• Description of the task: Rewrite the lines from the one containing "Where can the iron" through the end of the entries, swapping "iron railing" for "metal railing" and leaving everything else unchanged.

• Pointing entries:

━━━

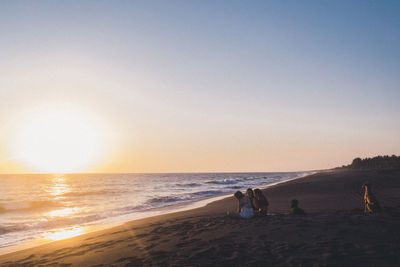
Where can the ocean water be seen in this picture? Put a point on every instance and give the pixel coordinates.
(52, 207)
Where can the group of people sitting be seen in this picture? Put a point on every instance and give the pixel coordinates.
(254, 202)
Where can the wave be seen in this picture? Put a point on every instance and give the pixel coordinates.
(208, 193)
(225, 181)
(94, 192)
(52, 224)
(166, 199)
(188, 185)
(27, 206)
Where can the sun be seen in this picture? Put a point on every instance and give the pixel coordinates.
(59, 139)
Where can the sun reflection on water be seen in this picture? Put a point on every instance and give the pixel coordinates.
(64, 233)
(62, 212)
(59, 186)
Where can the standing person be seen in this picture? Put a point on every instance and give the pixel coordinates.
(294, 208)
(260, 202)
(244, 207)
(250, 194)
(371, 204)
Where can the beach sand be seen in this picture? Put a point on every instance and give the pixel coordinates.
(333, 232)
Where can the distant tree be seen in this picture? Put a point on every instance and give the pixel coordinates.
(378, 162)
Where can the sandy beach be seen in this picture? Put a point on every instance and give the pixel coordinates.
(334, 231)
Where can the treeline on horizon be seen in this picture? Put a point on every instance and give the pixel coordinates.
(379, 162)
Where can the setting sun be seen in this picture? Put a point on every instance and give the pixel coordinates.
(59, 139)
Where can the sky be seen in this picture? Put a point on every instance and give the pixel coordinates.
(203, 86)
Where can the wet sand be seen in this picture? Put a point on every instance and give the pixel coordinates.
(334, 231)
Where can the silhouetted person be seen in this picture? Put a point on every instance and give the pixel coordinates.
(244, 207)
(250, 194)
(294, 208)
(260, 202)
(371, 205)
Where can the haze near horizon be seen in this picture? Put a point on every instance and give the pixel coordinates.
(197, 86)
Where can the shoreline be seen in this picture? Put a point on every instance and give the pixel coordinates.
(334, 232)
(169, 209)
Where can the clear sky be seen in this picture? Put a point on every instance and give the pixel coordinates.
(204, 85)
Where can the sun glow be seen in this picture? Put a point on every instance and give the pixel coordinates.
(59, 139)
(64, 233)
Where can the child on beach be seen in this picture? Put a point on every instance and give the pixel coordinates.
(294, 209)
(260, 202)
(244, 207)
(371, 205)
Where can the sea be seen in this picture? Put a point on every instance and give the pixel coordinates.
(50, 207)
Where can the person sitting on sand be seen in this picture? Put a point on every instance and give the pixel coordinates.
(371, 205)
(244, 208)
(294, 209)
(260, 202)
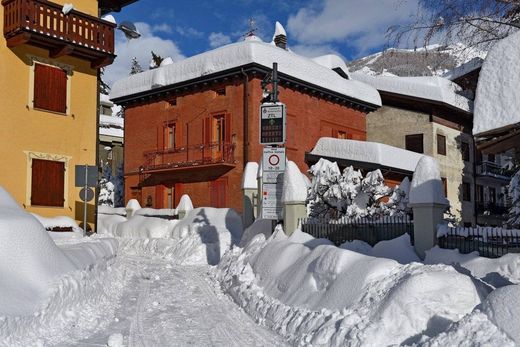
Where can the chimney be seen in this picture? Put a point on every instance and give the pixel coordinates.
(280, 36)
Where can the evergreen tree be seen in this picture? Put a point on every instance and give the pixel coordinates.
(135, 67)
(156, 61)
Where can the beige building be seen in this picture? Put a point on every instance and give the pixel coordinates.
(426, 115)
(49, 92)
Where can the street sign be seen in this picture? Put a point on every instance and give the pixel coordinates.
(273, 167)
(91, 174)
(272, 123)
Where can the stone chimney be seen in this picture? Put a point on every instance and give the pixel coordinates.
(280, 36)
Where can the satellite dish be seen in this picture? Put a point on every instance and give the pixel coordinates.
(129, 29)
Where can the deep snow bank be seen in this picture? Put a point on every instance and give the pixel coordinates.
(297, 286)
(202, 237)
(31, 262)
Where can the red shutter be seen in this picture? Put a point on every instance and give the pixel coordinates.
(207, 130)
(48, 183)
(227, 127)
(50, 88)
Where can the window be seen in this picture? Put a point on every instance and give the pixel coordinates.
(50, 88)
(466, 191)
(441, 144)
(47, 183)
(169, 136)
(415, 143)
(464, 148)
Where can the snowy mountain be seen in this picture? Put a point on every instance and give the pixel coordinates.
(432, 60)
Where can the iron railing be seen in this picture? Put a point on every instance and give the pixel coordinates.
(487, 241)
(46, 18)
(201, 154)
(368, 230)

━━━

• Solution to this task:
Where can the metal railing be seen in this picture? Put a point on every instance and give the pixel coordinates.
(487, 241)
(46, 18)
(201, 154)
(368, 230)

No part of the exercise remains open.